2.55 Currently, houses which are rented or sold must have an energy efficiency assessment in the form of an EPC as a requirement of the EU Energy Performance of Buildings Directive ( EPBD). This is set out within building regulations (for new homes) and in the Energy Performance of Buildings (Scotland) Regulation. Additional provisions are identified in the Home Report regulations for houses being marketed for sale.

2.56 The Scottish Government consulted on proposals to amend the EPC processes to take account of the recast of the EPBD, with the consultation closing in January 2012. As part of this, a revised format for the EPC will be available from October 2012. The main changes relate to processes and ensuring that the recommendations report, which currently is only a requirement for Home Report purposes, must always be provided along with the EPC (which includes the rating for the property). This means that all EPCs generated after September 2012 will have the recommendations report which includes further information on cost effective measures.

2.57 The review focuses on processes which deliver information to building owners. In particular:

  • review and implementation of revised practice in the operation of Approved Organisations; amendment to working practice of assessors to improve consistency;
  • amendment in the procedure for delivery of newbuild EPCs; and
  • introduction of quality assurance measures - sample checking of EPCs.

2.58 The UK Government's Green Deal programme will also use the EPC as the basis for Green Deal assessments. Assessments will be based on the Reduced Data Standard Assessment Procedure (RdSAP). This has been adapted for the Green Deal. Changes include the use of regional climate data in calculating the cost- benefit of improvement measures and the addition of further improvement measures to the list that RdSAP can recommend (and flagging which measures can be funded under Green Deal). Enhancements that will improve assessment, including under Green Deal, include:

  • greater flexibility in the assessor input of dwelling data, including a more detailed definition of building elements where needed (for example, differing areas of construction on the same wall);
  • the facility to use fabric U-values other than the RdSAP defaults (based upon age and construction type); and
  • recognition of a range of newer building services technologies and types of microgeneration.

■ LIST OF TASKS ■
(1) From the text on energy performance certificates, copy the portion starting at "2.57 The review" and ending at "checking of EPCs.".
(2) According to the text on energy performance certificates, what procedure will Green Deal assessments be based on?
The records that come next have nothing to do with the text on energy performance certificates.

■ RECORDS SHOWN ■
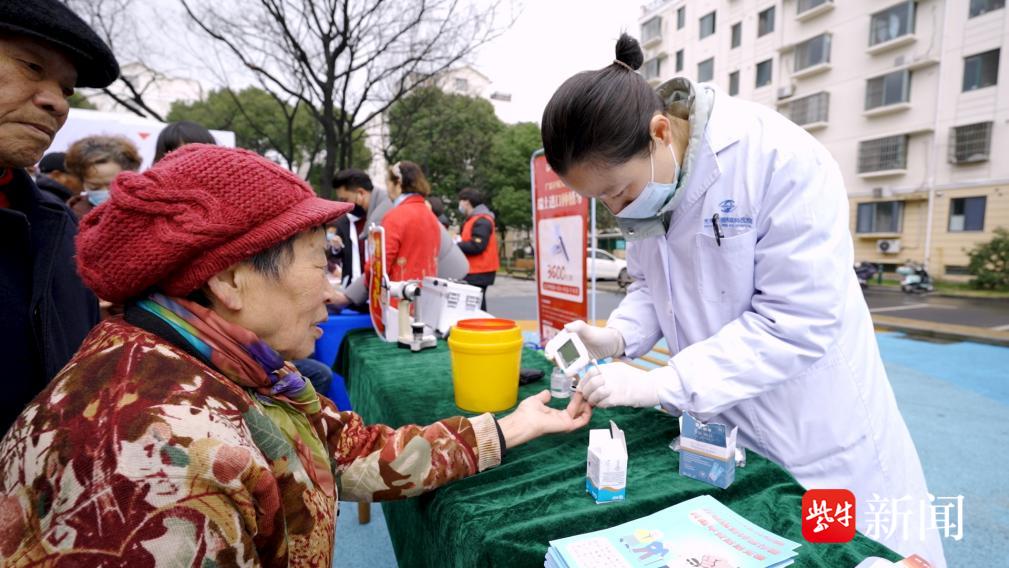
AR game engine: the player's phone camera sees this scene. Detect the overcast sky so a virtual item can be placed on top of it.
[128,0,644,123]
[474,0,642,123]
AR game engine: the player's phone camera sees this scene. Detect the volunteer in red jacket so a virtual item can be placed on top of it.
[459,188,500,312]
[381,161,441,281]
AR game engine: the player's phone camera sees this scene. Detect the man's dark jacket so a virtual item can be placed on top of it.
[0,168,98,436]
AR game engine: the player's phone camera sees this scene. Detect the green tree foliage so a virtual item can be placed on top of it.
[67,93,98,110]
[386,87,556,232]
[486,122,543,231]
[968,227,1009,290]
[386,87,505,201]
[167,87,371,195]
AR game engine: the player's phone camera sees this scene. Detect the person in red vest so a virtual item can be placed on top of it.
[459,188,500,312]
[381,160,441,281]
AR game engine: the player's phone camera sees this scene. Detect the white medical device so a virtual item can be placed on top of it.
[543,331,595,387]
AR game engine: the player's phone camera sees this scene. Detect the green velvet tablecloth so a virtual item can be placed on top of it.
[336,331,899,568]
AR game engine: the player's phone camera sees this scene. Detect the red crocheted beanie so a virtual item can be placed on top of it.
[77,144,352,304]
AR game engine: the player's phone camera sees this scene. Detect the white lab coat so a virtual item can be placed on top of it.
[607,91,945,566]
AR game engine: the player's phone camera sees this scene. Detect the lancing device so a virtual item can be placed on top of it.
[543,330,598,390]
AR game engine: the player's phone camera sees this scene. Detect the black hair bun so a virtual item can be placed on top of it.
[616,33,645,71]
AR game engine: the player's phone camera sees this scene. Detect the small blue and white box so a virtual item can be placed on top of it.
[585,421,628,503]
[680,413,739,489]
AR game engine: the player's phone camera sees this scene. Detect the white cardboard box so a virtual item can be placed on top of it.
[585,421,628,503]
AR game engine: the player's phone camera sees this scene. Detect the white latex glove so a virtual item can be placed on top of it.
[564,320,624,359]
[578,363,660,409]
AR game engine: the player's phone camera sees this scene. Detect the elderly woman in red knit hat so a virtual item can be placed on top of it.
[0,144,589,566]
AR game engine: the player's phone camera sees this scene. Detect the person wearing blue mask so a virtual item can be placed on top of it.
[66,136,141,218]
[542,34,945,566]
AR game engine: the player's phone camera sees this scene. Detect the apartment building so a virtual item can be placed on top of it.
[639,0,1009,280]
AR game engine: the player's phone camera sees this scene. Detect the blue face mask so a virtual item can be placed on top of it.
[616,144,680,219]
[87,190,109,207]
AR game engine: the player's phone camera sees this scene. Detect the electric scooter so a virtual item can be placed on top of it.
[897,261,935,294]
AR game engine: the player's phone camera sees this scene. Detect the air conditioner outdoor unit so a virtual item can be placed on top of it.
[876,239,900,254]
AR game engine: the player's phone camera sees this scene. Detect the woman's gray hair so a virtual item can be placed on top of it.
[66,136,143,179]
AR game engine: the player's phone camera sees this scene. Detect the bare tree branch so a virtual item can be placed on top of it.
[177,0,512,187]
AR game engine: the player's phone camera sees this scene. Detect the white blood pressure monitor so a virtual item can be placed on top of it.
[543,331,592,377]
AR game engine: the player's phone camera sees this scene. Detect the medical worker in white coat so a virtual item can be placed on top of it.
[543,34,945,566]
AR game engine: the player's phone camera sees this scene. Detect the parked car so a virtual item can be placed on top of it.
[585,249,631,288]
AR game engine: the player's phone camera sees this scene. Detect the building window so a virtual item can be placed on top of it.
[855,201,904,233]
[757,6,774,37]
[700,12,714,39]
[949,196,988,233]
[795,33,830,72]
[641,16,662,43]
[869,0,914,46]
[866,70,911,110]
[949,122,992,163]
[641,55,663,80]
[970,0,1006,18]
[964,49,999,93]
[757,60,771,89]
[795,0,833,14]
[859,134,907,174]
[697,58,714,83]
[778,91,830,126]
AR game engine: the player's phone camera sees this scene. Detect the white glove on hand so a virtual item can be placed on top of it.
[578,363,660,409]
[564,320,624,359]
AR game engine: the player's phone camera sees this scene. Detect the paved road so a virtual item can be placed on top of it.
[487,276,1009,331]
[866,288,1009,331]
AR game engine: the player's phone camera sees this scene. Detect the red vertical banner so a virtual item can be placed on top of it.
[530,150,588,344]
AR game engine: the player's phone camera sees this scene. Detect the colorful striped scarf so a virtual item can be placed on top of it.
[137,294,335,495]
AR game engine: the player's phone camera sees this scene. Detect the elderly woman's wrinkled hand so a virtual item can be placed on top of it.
[497,390,592,448]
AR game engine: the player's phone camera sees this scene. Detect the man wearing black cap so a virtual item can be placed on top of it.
[0,0,119,433]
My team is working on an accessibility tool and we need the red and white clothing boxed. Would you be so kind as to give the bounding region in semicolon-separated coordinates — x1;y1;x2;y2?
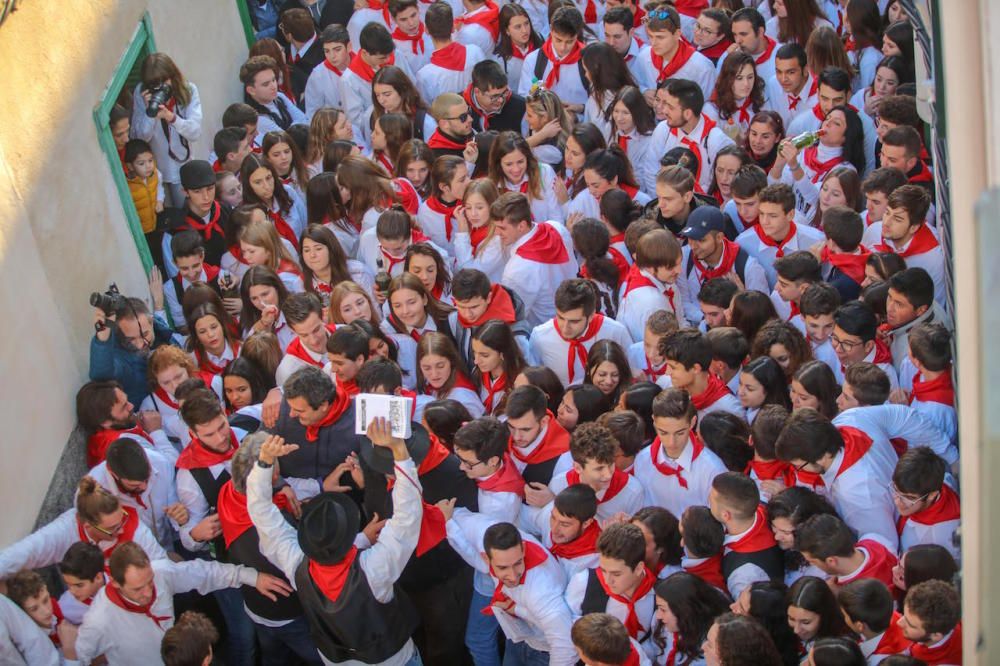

■ PROBLEM SOLUTIONS ■
(1)
2.57 The review focuses on processes which deliver information to building owners. In particular:

  • review and implementation of revised practice in the operation of Approved Organisations; amendment to working practice of assessors to improve consistency;
  • amendment in the procedure for delivery of newbuild EPCs; and
  • introduction of quality assurance measures - sample checking of EPCs.

(2) The Reduced Data Standard Assessment Procedure (RdSAP).